Stated problem – Pull out every line of the data below that contains the string "Give" and copy each one in full. Match upper and lower case exactly.
** START OF Exercise input **
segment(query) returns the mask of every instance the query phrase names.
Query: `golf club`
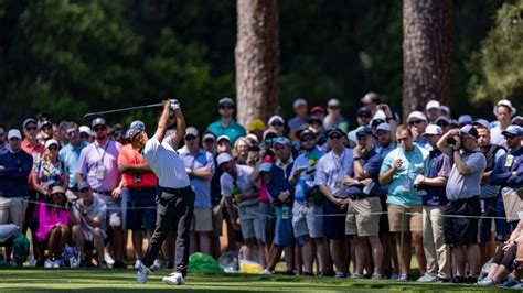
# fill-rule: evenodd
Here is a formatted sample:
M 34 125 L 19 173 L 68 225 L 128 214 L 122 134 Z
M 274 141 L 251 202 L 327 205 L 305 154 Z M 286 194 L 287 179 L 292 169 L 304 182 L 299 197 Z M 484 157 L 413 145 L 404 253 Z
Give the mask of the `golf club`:
M 151 105 L 145 105 L 145 106 L 135 106 L 135 107 L 128 107 L 128 108 L 121 108 L 121 109 L 115 109 L 115 110 L 107 110 L 107 111 L 99 111 L 99 112 L 90 112 L 84 115 L 84 120 L 93 120 L 96 116 L 100 115 L 106 115 L 106 113 L 115 113 L 115 112 L 124 112 L 124 111 L 131 111 L 131 110 L 138 110 L 138 109 L 147 109 L 147 108 L 156 108 L 160 107 L 162 104 L 151 104 Z

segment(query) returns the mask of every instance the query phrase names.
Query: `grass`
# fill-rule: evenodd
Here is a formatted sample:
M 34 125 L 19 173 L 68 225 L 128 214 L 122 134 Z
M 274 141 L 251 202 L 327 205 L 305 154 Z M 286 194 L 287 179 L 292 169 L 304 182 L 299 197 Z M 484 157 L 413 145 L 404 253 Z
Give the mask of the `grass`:
M 153 272 L 147 284 L 136 283 L 134 270 L 99 269 L 0 269 L 0 292 L 159 292 L 172 291 L 161 279 L 170 271 Z M 458 284 L 420 284 L 416 282 L 337 280 L 333 278 L 301 278 L 287 275 L 200 274 L 190 273 L 186 285 L 175 287 L 184 292 L 356 292 L 369 291 L 460 291 L 498 292 L 500 287 L 478 287 Z M 505 289 L 509 291 L 508 289 Z

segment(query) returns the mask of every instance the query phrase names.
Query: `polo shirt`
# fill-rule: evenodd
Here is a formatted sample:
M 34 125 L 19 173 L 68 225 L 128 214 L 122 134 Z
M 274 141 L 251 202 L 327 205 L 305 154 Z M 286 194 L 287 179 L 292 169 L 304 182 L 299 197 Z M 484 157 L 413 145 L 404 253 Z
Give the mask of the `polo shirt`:
M 200 167 L 210 166 L 214 174 L 214 158 L 210 152 L 206 152 L 203 149 L 200 149 L 195 155 L 192 155 L 188 148 L 185 148 L 183 152 L 180 152 L 180 158 L 182 159 L 184 166 L 192 171 Z M 190 180 L 190 182 L 191 188 L 196 195 L 194 207 L 211 208 L 211 181 L 193 177 Z
M 138 152 L 139 149 L 132 148 L 130 143 L 124 145 L 118 154 L 118 165 L 141 165 L 147 164 L 143 156 Z M 135 180 L 137 174 L 122 173 L 121 181 L 126 187 L 149 188 L 158 185 L 157 175 L 153 172 L 141 173 L 141 180 Z
M 421 204 L 421 196 L 414 189 L 416 176 L 421 174 L 424 161 L 428 151 L 416 143 L 412 152 L 402 146 L 391 151 L 383 160 L 380 175 L 392 169 L 397 159 L 402 159 L 402 166 L 394 173 L 388 184 L 387 204 L 413 206 Z
M 81 173 L 93 191 L 110 192 L 119 183 L 118 153 L 121 149 L 119 142 L 107 140 L 100 145 L 94 141 L 85 146 L 81 154 L 76 173 Z M 98 177 L 97 171 L 105 169 L 105 176 Z
M 157 174 L 159 185 L 166 188 L 184 188 L 190 185 L 185 165 L 177 151 L 172 148 L 170 139 L 160 143 L 152 137 L 142 151 L 143 159 Z
M 227 135 L 228 139 L 231 139 L 231 145 L 234 145 L 238 138 L 247 135 L 245 128 L 234 119 L 231 120 L 228 126 L 223 126 L 222 120 L 217 120 L 207 127 L 207 131 L 213 132 L 217 138 L 221 135 Z
M 478 196 L 481 193 L 481 177 L 487 167 L 487 160 L 483 153 L 477 148 L 473 152 L 462 152 L 461 158 L 470 169 L 471 174 L 468 176 L 461 175 L 456 164 L 452 165 L 446 188 L 449 200 L 466 199 Z

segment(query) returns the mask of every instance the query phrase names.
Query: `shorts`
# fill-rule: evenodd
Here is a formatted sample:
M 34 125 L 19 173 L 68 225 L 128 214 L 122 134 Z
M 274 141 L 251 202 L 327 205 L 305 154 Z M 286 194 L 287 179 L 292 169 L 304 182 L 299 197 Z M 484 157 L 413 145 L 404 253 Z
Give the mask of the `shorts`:
M 360 237 L 378 235 L 381 213 L 378 197 L 351 200 L 346 210 L 345 234 Z
M 213 230 L 213 210 L 211 208 L 194 208 L 191 231 L 210 232 Z
M 388 225 L 391 232 L 423 231 L 423 206 L 399 206 L 388 204 Z
M 345 240 L 346 208 L 341 209 L 340 206 L 325 199 L 323 200 L 323 234 L 325 237 L 332 240 Z
M 275 207 L 276 211 L 276 230 L 275 245 L 280 247 L 289 247 L 293 243 L 292 236 L 292 207 L 282 206 Z
M 467 216 L 472 218 L 467 218 Z M 479 216 L 481 216 L 481 204 L 479 196 L 467 199 L 451 200 L 445 210 L 445 243 L 450 246 L 478 243 Z
M 495 205 L 498 199 L 492 198 L 480 198 L 481 204 L 481 218 L 478 221 L 478 243 L 487 243 L 492 240 L 492 218 L 495 217 Z
M 121 227 L 121 210 L 127 209 L 127 203 L 125 200 L 121 200 L 120 203 L 115 203 L 115 200 L 113 200 L 113 196 L 110 195 L 99 194 L 96 192 L 94 193 L 94 195 L 98 196 L 98 198 L 107 205 L 107 224 L 109 224 L 110 227 L 115 228 Z
M 305 202 L 295 202 L 292 206 L 292 228 L 296 238 L 303 236 L 323 237 L 323 207 Z
M 121 209 L 124 229 L 154 229 L 157 221 L 156 188 L 121 188 L 121 202 L 127 208 Z

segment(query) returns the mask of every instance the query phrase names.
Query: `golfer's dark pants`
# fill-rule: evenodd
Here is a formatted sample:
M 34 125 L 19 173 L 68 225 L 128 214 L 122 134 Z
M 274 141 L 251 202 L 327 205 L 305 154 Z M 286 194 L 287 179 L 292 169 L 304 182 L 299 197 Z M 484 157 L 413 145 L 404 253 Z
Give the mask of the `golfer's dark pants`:
M 161 245 L 169 231 L 175 227 L 177 259 L 175 270 L 185 276 L 189 264 L 189 229 L 194 210 L 194 192 L 190 186 L 173 189 L 159 187 L 157 195 L 157 227 L 152 234 L 143 265 L 150 268 L 160 252 Z

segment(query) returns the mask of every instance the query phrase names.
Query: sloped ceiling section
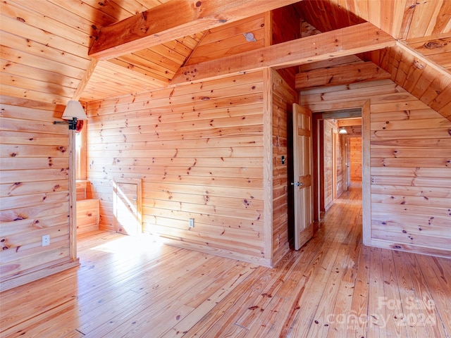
** END OF Exercise input **
Output for this task –
Give the mask of the `golf club`:
Give the mask of the `grass`:
Give the mask of the `polo shirt`:
Give the mask of the `shorts`:
Give the mask of the `golfer's dark pants`:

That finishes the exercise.